DIRECTIVES
1. According to the page on previous scholars, in what year did Martin Goodman return to Oxford to take up a Senior Research Fellowship?
2. From the page on previous scholars, reproduce word for word the passage from "Professor Martin Goodman, Oxford" to "in Roman Galilee.".

TEXT EXTRACT

Previous scholars


Professor Dan Michman, Yad Vashem & Bar Ilan University

Dan Michman is Professor of Modern Jewish History and Chair of the Arnold and Leona Finkler Institute of Holocaust Research at Bar-Ilan University, Ramat-Gan; and serves also as Head of the International Institute of Holocaust Research and Incumbent of the John Najmann Chair in Holocaust Studies at Yad Vashem.

He has published extensively on a broad variety of general issues of the Holocaust as well as on Western European Jewry in Modern Times and on the impact of the Shoah on the Jewish world, particularly on Israeli society. Author of many books relating to the Shoah, including: Days of Holocaust and Reckoning, units 1-12 (in Hebrew, translated into Spanish, Russian and Ukrainian); Holocaust Historiography: A Jewish Perspective. Conceptualizations, Terminology, Approaches and Fundamental Issues (published in six languages); The Emergence of Jewish Ghettos During the Holocaust (published in English, German and Hebrew). He has also edited many books, including: Post-Zionism and the Holocaust 1-2; Belgium and the Holocaust; Remembering the Holocaust in Germany, 1945-2000; Holocaust Historiography in Context; De la Mémoire de la Shoah dans le monde juif.

Professor Martin Goodman, Oxford University

Martin Goodman is Professor of Jewish Studies at the University of Oxford. He is a Fellow of Wolfson College and a Fellow of the British Academy. He was trained as a classicist at Oxford University, where his doctoral thesis (later published as State and Society in Roman Galilee) explored the use of rabbinic texts for the social and cultural history of Jews in Roman Galilee.

After a period lecturing in Roman History at the University of Birmingham, he returned to Oxford in 1986 to take up a Senior Research Fellowship at the Oxford Centre for Hebrew and Jewish Studies. In 1991 he was appointed to the University Readership in Jewish Studies (in succession to Geza Vermes, and, before him, Cecil Roth), with the title of Professor in 1996. Author of many books on both Jewish and Roman history, including Rome and Jerusalem (published by Penguin in 2007), he is also joint author of Toleration within Judaism (forthcoming, Littman, 2013). His History of Judaism is to be published by Penguin in 2014.

SOURCE MATERIAL
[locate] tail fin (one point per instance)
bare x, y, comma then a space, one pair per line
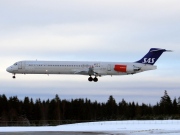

ANSWERS BY TASK
1. 1986

2.
Professor Martin Goodman, Oxford University

Martin Goodman is Professor of Jewish Studies at the University of Oxford. He is a Fellow of Wolfson College and a Fellow of the British Academy. He was trained as a classicist at Oxford University, where his doctoral thesis (later published as State and Society in Roman Galilee) explored the use of rabbinic texts for the social and cultural history of Jews in Roman Galilee.